───── DOCUMENT TEXT

Rumble (Jason Dolley) is a storm sparrow man of Austrian descent. He appears in Pixie Hollow Games. He is small and muscular with black hair, blue eyes, and fair skin. He wears a black/grey sports shirt.
Scribble (Thomas Lennon) is the librarian of Pixie Hollow. He is slender with black hair and brown eyes and wears wood-framed glasses. He speaks with a pre-pubescent crack to his voice. He is very taken with Nyx. He wears a dark turquoise lily single-strapped dress with blue shoes.
Silvermist (Lucy Liu) is a water-talent fairy. She is slender with pale skin, long loose dark blue hair, brown eyes, and clear fairy wings and wears a medium blue dress and matching turquoise ankle strap shoes.
Sled (Matt Lanter) is a winter animal talent sparrow man. He is short but well-toned and hand-sized with: black hair, blue eyes, fair skin, and pointy ears and wears an aqua shirt. He is Rosetta's romantic interest and one of Periwinkle's friends. In the movie The Pirate Fairy, he stops being Rosetta's romantic interest.

──────────

= LIST OF TASKS =
A. Reproduce word for word the passage of the Pixie Hollow character descriptions that opens with the words containing "Scribble (Thomas Lennon)" and closes with "with blue shoes.".
B. Extend the Pixie Hollow character descriptions past their final sentence.
The listing that follows the character descriptions comes from a separate source.

───── SUPPLIED ENTRIES

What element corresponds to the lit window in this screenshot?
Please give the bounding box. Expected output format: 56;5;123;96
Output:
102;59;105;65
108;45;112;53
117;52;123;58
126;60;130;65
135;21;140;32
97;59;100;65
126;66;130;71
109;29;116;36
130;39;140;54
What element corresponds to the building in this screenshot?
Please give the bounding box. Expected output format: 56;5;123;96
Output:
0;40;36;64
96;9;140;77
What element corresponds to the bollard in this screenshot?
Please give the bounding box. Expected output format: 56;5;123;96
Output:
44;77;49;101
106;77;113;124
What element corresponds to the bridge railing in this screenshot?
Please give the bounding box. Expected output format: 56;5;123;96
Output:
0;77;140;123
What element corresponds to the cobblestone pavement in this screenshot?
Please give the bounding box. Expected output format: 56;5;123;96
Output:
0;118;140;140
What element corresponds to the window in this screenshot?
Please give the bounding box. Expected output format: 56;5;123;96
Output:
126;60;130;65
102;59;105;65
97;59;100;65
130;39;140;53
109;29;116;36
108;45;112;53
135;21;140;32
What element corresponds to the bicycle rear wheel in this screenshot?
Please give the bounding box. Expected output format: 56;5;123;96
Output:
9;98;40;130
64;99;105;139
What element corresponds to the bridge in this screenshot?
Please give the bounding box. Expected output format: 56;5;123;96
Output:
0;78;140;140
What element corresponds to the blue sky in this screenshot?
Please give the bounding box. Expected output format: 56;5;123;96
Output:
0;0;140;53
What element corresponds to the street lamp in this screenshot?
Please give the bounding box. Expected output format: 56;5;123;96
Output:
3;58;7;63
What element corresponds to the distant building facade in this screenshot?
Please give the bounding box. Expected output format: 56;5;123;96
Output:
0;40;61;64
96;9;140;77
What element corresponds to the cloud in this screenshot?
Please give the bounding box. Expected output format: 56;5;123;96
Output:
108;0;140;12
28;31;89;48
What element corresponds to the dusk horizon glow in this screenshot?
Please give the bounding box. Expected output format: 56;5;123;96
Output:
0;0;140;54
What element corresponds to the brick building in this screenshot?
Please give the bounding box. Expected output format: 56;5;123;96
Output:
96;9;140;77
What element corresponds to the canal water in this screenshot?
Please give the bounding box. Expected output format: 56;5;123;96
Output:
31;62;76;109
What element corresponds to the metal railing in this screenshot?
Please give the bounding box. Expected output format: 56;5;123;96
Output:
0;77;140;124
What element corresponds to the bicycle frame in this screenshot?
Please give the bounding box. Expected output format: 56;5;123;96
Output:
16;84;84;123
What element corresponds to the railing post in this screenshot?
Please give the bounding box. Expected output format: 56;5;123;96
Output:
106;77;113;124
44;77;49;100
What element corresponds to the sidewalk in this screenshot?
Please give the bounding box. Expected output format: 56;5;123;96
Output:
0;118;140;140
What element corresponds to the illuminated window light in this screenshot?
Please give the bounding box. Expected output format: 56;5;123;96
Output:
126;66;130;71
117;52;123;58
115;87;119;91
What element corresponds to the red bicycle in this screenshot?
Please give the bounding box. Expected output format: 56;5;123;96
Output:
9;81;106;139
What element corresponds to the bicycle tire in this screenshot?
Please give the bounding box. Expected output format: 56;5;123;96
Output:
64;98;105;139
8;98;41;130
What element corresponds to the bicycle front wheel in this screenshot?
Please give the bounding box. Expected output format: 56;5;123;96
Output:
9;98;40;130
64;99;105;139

──────────

= PER-TASK OUTPUTS =
A.
Scribble (Thomas Lennon) is the librarian of Pixie Hollow. He is slender with black hair and brown eyes and wears wood-framed glasses. He speaks with a pre-pubescent crack to his voice. He is very taken with Nyx. He wears a dark turquoise lily single-strapped dress with blue shoes.

B.
Slush (Benjamin Diskin) is a frost sparrow man and one of Periwinkle's friends. He is of Croatian descent. Slush is small and slender with blonde hair, blue eyes, and fair skin. He wears a blue cap, an aqua shirt, and pants.
Stone (Roger Craig Smith) is one of the dust-talent sparrow men.
Spike (Debby Ryan) is a frost fairy and another of Periwinkle's close friends. She is of Ukrainian descent. She is slender with black hair, brown eyes, and pale skin. She wears a blue dress and blue boots.
Terence (Jesse McCartney) is a pixie dust sparrow man of French-Celtic descent. He has a big crush on Tinker Bell and is also her best friend. He is short, slender, and hand-sized with: blonde hair, blue eyes, fair skin, and pointy ears and wears an acorn top hat.
Tinker Bell (Mae Whitman) is a tinker-talent fairy and the main protagonist of the first 4 movies. She is a slim fairy with fair skin, blue eyes, and shoulder-length blonde hair with a fringe, which is worn in a bun. She wears a medium dark green dress with lime in the down part, and matching emerald shoes with pompoms. She has clear fairy wings which are identical to her sister, Periwinkle.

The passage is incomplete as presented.